● Exercise brief
Below are some records; output all of them exactly as they read.

Items from a dataset
====

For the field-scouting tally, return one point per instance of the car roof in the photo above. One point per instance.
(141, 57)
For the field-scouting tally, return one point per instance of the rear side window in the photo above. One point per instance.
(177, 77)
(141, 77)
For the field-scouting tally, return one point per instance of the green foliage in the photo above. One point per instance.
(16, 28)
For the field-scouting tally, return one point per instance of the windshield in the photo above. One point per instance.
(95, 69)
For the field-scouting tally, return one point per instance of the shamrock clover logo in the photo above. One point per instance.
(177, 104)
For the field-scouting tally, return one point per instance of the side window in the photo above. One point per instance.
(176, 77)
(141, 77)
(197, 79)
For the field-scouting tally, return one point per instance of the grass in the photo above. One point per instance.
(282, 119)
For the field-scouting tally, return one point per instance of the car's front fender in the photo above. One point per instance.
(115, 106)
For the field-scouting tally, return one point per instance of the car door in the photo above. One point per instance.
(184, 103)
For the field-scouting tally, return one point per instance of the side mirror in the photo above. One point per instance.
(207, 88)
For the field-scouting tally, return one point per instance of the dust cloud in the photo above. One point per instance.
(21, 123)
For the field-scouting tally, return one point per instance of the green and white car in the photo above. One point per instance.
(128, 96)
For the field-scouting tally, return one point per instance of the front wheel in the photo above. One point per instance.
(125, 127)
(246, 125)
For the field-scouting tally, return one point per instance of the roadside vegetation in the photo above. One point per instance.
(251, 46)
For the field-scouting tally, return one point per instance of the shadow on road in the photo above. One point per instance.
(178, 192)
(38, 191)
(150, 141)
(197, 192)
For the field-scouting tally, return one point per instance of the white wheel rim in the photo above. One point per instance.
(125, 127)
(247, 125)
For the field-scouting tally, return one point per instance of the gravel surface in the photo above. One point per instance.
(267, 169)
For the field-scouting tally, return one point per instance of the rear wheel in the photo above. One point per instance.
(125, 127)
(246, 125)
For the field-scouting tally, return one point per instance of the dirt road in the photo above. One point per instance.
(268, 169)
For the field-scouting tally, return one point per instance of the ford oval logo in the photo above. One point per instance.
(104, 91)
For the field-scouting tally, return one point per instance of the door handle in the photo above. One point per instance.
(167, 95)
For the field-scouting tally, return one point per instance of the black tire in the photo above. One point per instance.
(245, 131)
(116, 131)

====

● Response to the exercise
For the field-scouting tally, return one point per instance of the car roof in the photo above. One point per instance.
(141, 57)
For the field-scouting tally, return one point per instance of the rear side window in the photo above. One point per instance.
(177, 77)
(141, 77)
For the field-scouting tally, return one point per instance of the green foliage in the photo above. One point per instance.
(16, 28)
For the field-scouting tally, return one point per instance of the windshield in the photo above. One point per instance.
(95, 69)
For the field-scouting tally, return one point per instance of the shamrock clover logo in the photo above. One point per instance.
(177, 104)
For the field-scouting tally, return one point per instance of the side window in the photo above. One point per instance.
(176, 77)
(141, 77)
(197, 79)
For the field-scouting tally, return one point per instance of the grass in the photo above. One point per instance.
(282, 119)
For the field-scouting tally, return one point per instance of the car's front fender in the photo above. One point per instance.
(115, 106)
For the field-scouting tally, return one point per instance of the car door in the photo above. One point per instance.
(184, 103)
For the field-scouting tally, return one point per instance of the side mirror in the photo above. One point per instance.
(207, 88)
For the field-scouting tally, return one point per instance of the dust cloud in the photo above. One point per instance.
(21, 123)
For the field-scouting tally, return one point per instance of the green and white car in the photo above. One point per instance.
(128, 96)
For the field-scouting tally, return one point per instance of the front wheel in the photo above. One point per instance.
(125, 127)
(246, 125)
For the field-scouting tally, return one point per instance of the roadside vegetation in the photo above. One point per instance.
(251, 46)
For the field-scouting tally, return one point per instance of the shadow on road in the photo above. One point per instance.
(178, 192)
(38, 191)
(150, 141)
(197, 192)
For the field-scouting tally, return one point per instance of the white wheel rim in the photo above. One point per instance.
(125, 127)
(247, 125)
For the field-scouting tally, return one point per instance of the gravel surface in the photo above. One point per instance.
(267, 169)
For the field-scouting tally, return one point per instance of the rear wheel in the photo above. One point per instance.
(125, 127)
(246, 125)
For the field-scouting tally, return one point per instance of the dirt road in the photo above. One point per instance.
(268, 169)
For the field-scouting tally, return one point per instance of the ford oval logo in the photo above. One point per instance.
(104, 91)
For the field-scouting tally, return one point per instance of the door handle in the photo above. One point per instance.
(167, 95)
For the field-scouting tally, return one point per instance of the black tire in the photo above. One point per instance.
(245, 131)
(116, 131)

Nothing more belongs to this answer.